**DIRECTIONS FOR THIS TASK**
Repeat all of the material below exactly as written, images excluded.

★ ★ ★

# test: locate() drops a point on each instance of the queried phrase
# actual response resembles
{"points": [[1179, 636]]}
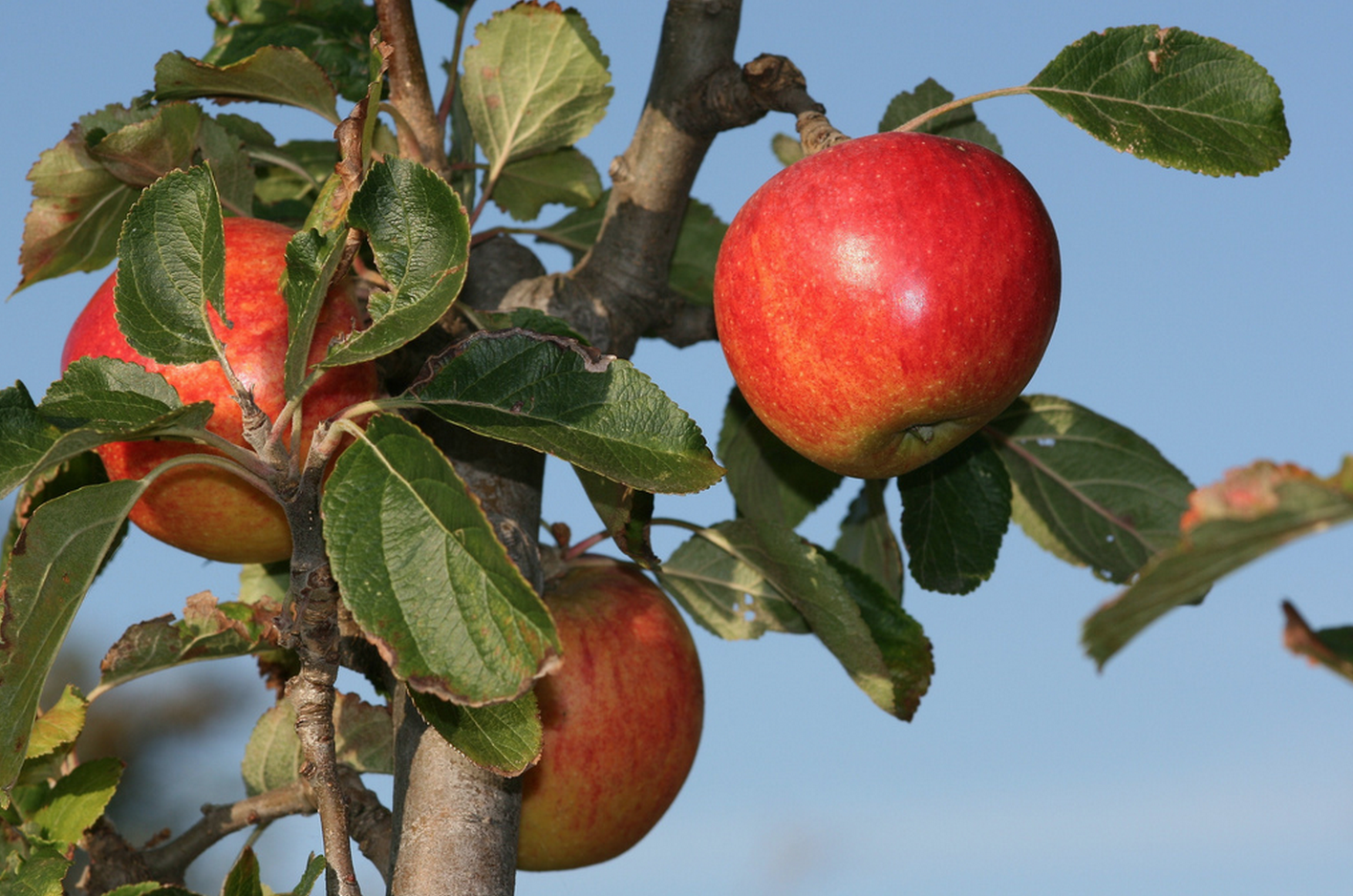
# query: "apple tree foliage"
{"points": [[423, 573]]}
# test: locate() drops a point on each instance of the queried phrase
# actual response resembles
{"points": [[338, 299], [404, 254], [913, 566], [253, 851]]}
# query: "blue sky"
{"points": [[1212, 315]]}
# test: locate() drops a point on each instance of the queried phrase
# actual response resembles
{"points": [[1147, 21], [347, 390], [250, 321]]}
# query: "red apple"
{"points": [[623, 717], [882, 299], [204, 509]]}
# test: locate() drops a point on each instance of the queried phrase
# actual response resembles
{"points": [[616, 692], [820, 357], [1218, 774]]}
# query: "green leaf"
{"points": [[85, 184], [230, 164], [419, 234], [270, 75], [503, 737], [99, 399], [536, 81], [207, 630], [625, 512], [692, 269], [1085, 487], [311, 876], [38, 875], [77, 800], [956, 510], [243, 879], [868, 541], [1171, 96], [881, 647], [71, 474], [727, 594], [1330, 647], [556, 395], [58, 726], [273, 756], [311, 262], [560, 176], [423, 574], [172, 269], [53, 564], [768, 480], [787, 149], [333, 32], [1251, 512], [959, 123]]}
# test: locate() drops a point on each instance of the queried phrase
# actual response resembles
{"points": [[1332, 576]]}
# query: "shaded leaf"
{"points": [[868, 541], [425, 575], [1171, 96], [53, 564], [959, 123], [419, 234], [78, 199], [768, 480], [881, 647], [244, 879], [68, 476], [1252, 512], [172, 268], [560, 176], [311, 263], [787, 149], [270, 75], [505, 737], [535, 81], [1085, 487], [1330, 647], [727, 594], [97, 401], [560, 396], [956, 510], [625, 512]]}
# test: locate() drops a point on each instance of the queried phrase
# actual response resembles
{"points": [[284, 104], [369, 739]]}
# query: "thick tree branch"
{"points": [[422, 137]]}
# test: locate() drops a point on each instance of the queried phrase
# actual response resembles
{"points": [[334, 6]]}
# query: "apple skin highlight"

★ ★ ★

**CORRECT OUTPUT**
# test: locate() drops a point on each instance of the queried phrase
# actual response resembles
{"points": [[1179, 636]]}
# query: "apple tree foliage"
{"points": [[423, 573]]}
# test: locate() drops a point on each instance of the queried phrase
# actual response resembles
{"points": [[338, 299], [404, 254], [913, 566], [253, 851]]}
# query: "blue sky"
{"points": [[1212, 315]]}
# test: locate() drops a point on each instance of the queried phrase
# actual response resembles
{"points": [[1147, 21], [347, 390], [250, 321]]}
# query: "red apple"
{"points": [[623, 717], [882, 299], [204, 509]]}
# test: locate() drops a point on each instance of the queried phrase
# actual response resembles
{"points": [[616, 692], [820, 357], [1218, 774]]}
# query: "green leaf"
{"points": [[85, 184], [230, 164], [419, 234], [270, 75], [503, 737], [99, 399], [536, 81], [207, 630], [625, 512], [692, 269], [1085, 487], [311, 876], [38, 875], [77, 800], [956, 510], [243, 879], [868, 541], [1171, 96], [881, 647], [71, 474], [727, 594], [1330, 647], [556, 395], [58, 726], [273, 756], [311, 262], [560, 176], [423, 574], [172, 269], [53, 564], [768, 480], [787, 149], [333, 32], [1251, 512], [959, 123]]}
# test: locate() drops a point on each instance of the queried phrase
# actual response resembles
{"points": [[1332, 576]]}
# query: "shaded leaf"
{"points": [[868, 541], [425, 575], [1171, 96], [53, 564], [959, 123], [419, 234], [78, 199], [768, 480], [881, 647], [244, 879], [68, 476], [1252, 512], [172, 268], [560, 176], [311, 263], [787, 149], [270, 75], [505, 737], [535, 81], [1085, 487], [1330, 647], [727, 594], [97, 401], [560, 396], [956, 510], [625, 512]]}
# test: locate() drops a point on each instance of the queried phrase
# actual response resembles
{"points": [[284, 104], [369, 739]]}
# query: "thick tree branch"
{"points": [[422, 137]]}
# test: locate() drops a point on each instance of the queried phrase
# actual response resembles
{"points": [[334, 6]]}
# query: "apple skin highlight"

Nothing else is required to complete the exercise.